### AVAILABLE DATA

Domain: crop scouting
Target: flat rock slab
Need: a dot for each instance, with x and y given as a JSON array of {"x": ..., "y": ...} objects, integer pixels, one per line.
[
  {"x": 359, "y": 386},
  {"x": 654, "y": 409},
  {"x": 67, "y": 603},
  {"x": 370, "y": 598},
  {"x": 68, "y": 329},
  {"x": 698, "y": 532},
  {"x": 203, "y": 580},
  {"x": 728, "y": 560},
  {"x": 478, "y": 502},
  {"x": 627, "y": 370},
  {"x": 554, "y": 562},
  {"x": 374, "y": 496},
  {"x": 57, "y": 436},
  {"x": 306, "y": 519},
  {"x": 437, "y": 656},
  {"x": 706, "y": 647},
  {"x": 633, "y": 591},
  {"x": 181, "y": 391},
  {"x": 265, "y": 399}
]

######

PROMPT: Write every record out again, unaltered.

EXPECTED ANSWER:
Domain: crop scouting
Target: flat rock slab
Need: a dot for each instance, with x and y given as a JSON array of {"x": ..., "y": ...} objects, integer pixels, one per line.
[
  {"x": 359, "y": 386},
  {"x": 654, "y": 409},
  {"x": 67, "y": 603},
  {"x": 370, "y": 598},
  {"x": 68, "y": 329},
  {"x": 698, "y": 532},
  {"x": 203, "y": 580},
  {"x": 728, "y": 560},
  {"x": 478, "y": 502},
  {"x": 627, "y": 370},
  {"x": 554, "y": 562},
  {"x": 374, "y": 496},
  {"x": 57, "y": 436},
  {"x": 306, "y": 519},
  {"x": 437, "y": 656},
  {"x": 706, "y": 647},
  {"x": 633, "y": 591},
  {"x": 181, "y": 391},
  {"x": 265, "y": 399}
]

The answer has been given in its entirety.